Task prompt: Retype only what runs from the line that contains "target=dog's front leg" through the last line of the listing below, both lines included.

— START —

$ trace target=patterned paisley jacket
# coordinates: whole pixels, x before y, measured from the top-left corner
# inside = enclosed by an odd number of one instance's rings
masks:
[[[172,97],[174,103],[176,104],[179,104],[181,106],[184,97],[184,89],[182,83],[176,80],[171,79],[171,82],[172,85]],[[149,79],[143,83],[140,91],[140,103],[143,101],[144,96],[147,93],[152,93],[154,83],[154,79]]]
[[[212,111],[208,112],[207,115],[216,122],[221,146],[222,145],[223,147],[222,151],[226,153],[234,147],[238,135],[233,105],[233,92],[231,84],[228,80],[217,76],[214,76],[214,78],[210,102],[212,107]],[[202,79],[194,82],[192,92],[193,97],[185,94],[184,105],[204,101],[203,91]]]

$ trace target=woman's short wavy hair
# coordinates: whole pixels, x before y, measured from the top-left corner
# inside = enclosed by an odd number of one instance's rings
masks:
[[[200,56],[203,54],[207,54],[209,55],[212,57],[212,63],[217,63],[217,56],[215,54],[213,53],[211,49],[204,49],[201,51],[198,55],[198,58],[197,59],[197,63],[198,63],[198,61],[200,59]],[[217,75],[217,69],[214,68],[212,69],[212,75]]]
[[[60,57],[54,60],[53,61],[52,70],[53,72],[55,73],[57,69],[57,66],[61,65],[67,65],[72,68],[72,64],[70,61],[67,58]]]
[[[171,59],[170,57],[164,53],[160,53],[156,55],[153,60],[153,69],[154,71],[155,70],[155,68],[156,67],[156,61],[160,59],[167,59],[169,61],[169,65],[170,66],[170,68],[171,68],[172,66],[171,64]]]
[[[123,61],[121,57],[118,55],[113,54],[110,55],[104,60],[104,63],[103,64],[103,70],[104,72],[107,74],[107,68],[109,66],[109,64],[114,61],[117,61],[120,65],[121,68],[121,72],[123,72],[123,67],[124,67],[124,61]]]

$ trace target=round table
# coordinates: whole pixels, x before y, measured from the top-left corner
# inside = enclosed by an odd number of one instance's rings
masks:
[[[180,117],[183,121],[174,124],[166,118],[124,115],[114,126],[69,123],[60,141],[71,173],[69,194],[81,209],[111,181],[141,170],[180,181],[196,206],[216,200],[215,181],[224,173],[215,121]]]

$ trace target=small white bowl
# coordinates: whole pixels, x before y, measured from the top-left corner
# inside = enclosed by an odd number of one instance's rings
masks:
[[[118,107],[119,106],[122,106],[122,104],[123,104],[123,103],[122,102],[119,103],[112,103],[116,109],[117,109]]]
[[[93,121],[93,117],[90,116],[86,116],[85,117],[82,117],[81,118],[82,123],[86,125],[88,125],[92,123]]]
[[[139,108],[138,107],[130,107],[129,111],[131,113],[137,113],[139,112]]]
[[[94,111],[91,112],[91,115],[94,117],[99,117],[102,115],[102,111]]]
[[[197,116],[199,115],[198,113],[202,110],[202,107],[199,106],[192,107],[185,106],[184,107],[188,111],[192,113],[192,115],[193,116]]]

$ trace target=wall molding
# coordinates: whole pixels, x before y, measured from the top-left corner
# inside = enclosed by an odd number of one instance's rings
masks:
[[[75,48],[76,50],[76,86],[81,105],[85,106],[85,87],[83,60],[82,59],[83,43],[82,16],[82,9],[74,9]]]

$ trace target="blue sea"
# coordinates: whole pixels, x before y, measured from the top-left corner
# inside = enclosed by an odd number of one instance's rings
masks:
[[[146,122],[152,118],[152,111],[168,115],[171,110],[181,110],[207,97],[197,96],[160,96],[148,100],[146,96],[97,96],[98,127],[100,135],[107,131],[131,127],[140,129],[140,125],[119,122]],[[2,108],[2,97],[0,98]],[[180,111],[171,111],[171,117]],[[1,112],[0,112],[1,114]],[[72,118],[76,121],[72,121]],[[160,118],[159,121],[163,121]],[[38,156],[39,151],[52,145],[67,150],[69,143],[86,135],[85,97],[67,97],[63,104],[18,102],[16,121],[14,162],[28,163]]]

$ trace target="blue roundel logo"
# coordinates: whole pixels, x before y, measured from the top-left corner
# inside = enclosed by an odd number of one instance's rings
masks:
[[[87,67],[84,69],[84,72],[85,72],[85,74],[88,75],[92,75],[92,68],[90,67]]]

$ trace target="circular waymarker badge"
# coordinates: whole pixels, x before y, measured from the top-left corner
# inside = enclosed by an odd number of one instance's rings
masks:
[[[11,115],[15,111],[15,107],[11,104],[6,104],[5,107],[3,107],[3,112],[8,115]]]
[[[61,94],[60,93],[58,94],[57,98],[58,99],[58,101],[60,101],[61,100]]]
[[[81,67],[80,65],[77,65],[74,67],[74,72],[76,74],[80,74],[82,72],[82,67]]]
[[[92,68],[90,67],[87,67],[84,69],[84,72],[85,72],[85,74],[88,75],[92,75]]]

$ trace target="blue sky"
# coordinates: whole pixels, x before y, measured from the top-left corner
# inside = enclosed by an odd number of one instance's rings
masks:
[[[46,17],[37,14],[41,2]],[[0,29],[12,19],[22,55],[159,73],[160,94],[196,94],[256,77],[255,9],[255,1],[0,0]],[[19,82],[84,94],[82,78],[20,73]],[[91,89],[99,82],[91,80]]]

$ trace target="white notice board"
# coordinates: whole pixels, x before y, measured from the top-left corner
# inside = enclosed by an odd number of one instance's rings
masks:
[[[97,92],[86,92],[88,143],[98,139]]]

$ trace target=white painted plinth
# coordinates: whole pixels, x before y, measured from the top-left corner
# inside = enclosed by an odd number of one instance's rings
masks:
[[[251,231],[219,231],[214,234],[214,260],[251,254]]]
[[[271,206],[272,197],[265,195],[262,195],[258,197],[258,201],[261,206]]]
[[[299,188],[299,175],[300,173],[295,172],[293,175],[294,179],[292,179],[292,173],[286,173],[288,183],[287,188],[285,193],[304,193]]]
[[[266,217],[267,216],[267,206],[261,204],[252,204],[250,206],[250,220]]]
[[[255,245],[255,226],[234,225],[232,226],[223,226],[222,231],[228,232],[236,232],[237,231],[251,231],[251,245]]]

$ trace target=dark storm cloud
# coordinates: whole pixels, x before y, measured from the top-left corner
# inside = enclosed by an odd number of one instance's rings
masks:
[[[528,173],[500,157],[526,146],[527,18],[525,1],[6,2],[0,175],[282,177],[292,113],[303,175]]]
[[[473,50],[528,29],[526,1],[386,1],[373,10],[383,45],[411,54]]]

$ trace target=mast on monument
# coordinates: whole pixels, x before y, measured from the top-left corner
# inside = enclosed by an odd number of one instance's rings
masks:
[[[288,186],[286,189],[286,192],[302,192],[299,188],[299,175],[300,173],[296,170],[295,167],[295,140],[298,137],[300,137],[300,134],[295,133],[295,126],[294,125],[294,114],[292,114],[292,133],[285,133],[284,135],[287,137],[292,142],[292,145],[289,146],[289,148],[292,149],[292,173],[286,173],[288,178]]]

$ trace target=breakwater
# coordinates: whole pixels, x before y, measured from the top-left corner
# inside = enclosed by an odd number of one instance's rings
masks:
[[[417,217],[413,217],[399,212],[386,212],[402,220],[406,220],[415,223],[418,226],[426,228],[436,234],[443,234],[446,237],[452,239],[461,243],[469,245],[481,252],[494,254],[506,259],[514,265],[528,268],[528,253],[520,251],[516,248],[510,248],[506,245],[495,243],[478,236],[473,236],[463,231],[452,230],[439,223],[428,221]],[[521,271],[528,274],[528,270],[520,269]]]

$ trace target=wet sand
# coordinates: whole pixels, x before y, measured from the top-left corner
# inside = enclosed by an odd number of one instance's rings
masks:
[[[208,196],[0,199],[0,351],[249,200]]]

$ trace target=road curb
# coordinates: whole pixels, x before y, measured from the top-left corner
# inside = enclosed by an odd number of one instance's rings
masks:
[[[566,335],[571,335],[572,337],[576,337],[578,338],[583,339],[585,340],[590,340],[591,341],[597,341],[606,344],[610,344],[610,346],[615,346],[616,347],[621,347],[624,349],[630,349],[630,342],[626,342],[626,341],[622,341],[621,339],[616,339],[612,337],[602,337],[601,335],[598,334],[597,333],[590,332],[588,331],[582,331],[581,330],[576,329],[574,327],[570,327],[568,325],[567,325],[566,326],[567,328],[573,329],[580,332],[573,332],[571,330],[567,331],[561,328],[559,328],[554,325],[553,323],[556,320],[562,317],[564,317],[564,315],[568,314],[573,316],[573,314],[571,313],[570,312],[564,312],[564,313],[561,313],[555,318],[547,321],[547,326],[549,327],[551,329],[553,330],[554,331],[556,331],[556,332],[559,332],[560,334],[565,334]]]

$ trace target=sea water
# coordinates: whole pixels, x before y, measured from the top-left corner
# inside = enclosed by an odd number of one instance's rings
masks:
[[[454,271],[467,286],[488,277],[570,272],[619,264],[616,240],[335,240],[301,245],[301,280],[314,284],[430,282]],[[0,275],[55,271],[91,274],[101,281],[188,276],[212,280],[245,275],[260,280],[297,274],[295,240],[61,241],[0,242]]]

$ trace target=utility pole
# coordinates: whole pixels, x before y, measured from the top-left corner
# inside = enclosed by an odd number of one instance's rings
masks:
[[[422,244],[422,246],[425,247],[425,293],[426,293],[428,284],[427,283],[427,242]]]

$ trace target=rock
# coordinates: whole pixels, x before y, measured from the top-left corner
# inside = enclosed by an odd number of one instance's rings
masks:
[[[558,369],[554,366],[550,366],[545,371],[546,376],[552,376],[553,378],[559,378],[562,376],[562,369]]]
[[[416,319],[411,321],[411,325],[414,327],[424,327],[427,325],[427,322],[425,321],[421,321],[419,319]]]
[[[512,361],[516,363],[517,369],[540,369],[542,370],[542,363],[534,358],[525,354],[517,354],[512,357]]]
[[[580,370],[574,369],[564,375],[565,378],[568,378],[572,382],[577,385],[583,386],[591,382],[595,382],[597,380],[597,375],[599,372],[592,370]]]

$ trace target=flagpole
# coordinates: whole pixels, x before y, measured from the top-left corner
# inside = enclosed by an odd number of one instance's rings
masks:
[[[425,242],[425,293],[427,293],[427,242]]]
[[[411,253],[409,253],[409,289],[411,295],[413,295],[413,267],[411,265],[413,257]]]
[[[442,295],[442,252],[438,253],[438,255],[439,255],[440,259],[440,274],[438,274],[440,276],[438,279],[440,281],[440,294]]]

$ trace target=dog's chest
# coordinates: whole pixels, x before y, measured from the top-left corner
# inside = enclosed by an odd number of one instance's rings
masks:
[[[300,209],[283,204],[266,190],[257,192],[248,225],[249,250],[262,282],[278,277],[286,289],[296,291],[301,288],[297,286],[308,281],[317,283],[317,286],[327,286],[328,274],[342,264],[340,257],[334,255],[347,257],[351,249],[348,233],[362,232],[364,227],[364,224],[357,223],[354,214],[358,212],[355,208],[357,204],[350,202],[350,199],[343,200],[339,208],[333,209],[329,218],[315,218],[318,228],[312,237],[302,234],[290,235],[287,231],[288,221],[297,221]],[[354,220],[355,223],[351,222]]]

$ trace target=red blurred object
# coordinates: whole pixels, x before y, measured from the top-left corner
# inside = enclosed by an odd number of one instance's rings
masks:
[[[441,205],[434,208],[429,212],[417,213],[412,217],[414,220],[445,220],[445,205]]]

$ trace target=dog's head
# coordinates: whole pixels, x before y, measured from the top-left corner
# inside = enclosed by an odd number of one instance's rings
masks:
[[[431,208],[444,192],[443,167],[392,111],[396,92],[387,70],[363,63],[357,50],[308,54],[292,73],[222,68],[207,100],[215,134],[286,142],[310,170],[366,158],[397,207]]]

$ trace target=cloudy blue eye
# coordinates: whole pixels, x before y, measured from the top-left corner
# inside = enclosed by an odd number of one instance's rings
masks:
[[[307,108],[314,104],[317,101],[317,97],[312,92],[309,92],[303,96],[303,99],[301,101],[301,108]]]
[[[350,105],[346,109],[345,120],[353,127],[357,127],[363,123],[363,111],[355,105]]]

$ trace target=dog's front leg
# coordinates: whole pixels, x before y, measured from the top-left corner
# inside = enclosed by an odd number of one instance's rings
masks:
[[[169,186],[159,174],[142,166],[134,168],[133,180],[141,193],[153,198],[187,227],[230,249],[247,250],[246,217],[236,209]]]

— END —

Completed exercise:
$ trace target=dog's front leg
# coordinates: whole pixels, x before y, measured from the top-left corner
# inside = enclosed by an odd number of one instance's rings
masks:
[[[169,186],[159,174],[142,166],[134,168],[133,180],[141,193],[153,198],[187,227],[230,249],[247,250],[246,217],[236,209]]]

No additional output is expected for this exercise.